Supplied data START

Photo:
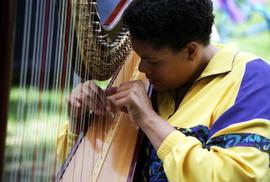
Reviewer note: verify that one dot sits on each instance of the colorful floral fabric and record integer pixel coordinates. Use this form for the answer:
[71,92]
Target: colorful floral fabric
[155,166]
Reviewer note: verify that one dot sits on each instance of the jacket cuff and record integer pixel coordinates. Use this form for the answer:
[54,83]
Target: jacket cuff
[171,140]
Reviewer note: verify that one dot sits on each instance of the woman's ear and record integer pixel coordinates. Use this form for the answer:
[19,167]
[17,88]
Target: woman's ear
[192,50]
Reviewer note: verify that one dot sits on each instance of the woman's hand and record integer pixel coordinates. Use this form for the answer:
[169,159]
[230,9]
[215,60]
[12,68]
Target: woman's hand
[132,98]
[87,97]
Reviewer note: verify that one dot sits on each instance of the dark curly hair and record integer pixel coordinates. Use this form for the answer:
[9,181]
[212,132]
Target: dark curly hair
[171,23]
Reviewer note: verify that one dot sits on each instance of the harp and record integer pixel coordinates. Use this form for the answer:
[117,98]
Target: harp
[55,45]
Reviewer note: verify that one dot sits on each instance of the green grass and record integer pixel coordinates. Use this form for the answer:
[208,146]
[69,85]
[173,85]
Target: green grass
[258,44]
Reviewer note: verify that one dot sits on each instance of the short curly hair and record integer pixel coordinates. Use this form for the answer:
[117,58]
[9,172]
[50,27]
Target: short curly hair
[171,23]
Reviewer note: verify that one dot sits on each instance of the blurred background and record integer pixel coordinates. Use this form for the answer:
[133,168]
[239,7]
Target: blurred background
[246,23]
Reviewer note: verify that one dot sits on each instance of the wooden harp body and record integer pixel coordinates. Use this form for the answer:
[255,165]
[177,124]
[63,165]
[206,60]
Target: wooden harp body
[54,45]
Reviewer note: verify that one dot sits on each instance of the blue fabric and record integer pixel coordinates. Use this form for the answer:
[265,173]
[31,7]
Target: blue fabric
[253,93]
[155,166]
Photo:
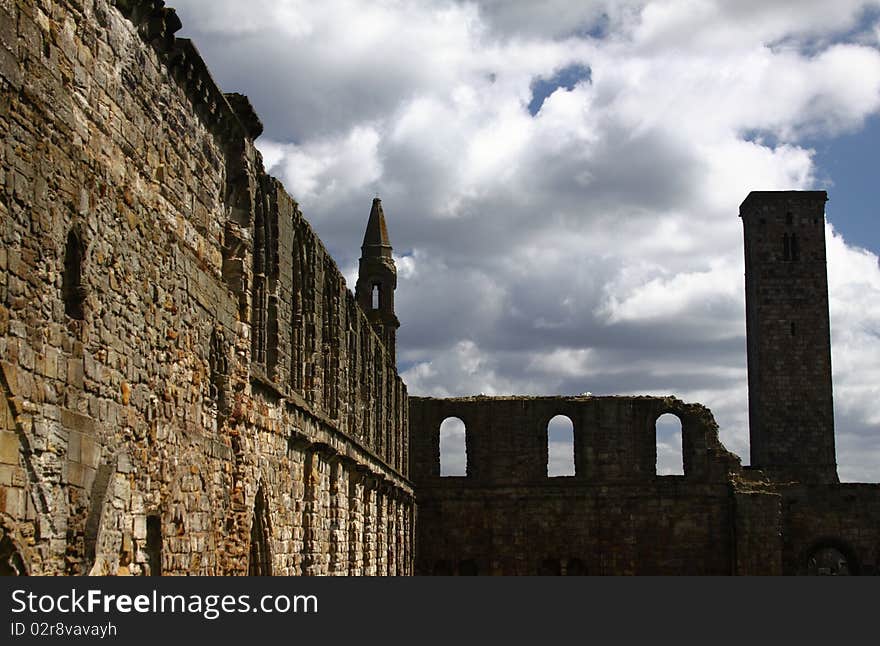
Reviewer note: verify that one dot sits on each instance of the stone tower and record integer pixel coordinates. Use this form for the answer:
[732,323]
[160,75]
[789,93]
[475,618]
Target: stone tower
[377,279]
[791,416]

Supplied data END

> _Task objective_
Each record above should be restated word for word. The pictures should not appear.

> _Solution for this exercise_
Photo:
Reviewer note: verify that one dot sits on each instance of the colorful floral fabric and record integer pixel coordinates. Use this form for the answer:
[71,92]
Target: colorful floral fabric
[155,166]
Reviewer note: verify that one dot sits on each instance of the jacket cuff and record integer pixel coordinates. Use this form for the answer:
[54,83]
Target: jacket cuff
[171,140]
Reviewer note: verify that one dot sits on each instance of the woman's ear and record integer pixel coordinates. Use this form for the answer:
[19,167]
[17,88]
Target: woman's ear
[192,50]
Reviewer note: verify that one dot sits on each instance of the woman's hand and record integer pixel coordinates. Use this form for the answer:
[169,159]
[230,9]
[215,60]
[12,68]
Target: woman's hand
[132,98]
[87,97]
Reviewer note: verify that one dot sits on each instance of the dark curly hair and record integer pixel coordinates. Use this form for the answer:
[9,181]
[212,132]
Target: dark curly hair
[171,23]
Reviewer note: verify that one dot sits on each instance of the harp and record integer pixel coordinates. Use this form for the answer:
[117,98]
Target: harp
[55,45]
Reviewer note: verify that one dot sits on each instance of the green grass and record integer pixel coordinates. Use this form for the answer:
[208,146]
[69,85]
[173,85]
Target: green grass
[258,44]
Reviewer note: verify that one dot sits on each instance of the short curly hair and record integer pixel coordinates. Use this form for the answer:
[117,58]
[9,172]
[50,27]
Target: short curly hair
[171,23]
Reviewer note: verify that one dot sits on each instance of the blurred background and record integer pixel coordinates. Use this form for the answer:
[133,168]
[239,7]
Target: blurred background
[246,23]
Reviewer note: verify that one dot sits on each instance of the wooden harp body and record integer pixel coordinates. Use this form for the answer:
[255,165]
[177,124]
[63,165]
[206,60]
Target: wooden harp body
[54,45]
Reviewer note: verify that one dot sits on each instance of the blue fabric and record integer pixel coordinates. Use this form for the answer:
[265,173]
[31,7]
Target: blue fabric
[253,93]
[155,166]
Photo:
Reviewer note: verify that one dot sits on each instance of the stone tower and record integer pixel coordinates. Use this form for the answer:
[732,323]
[160,75]
[789,93]
[475,618]
Target: stone tower
[377,279]
[791,416]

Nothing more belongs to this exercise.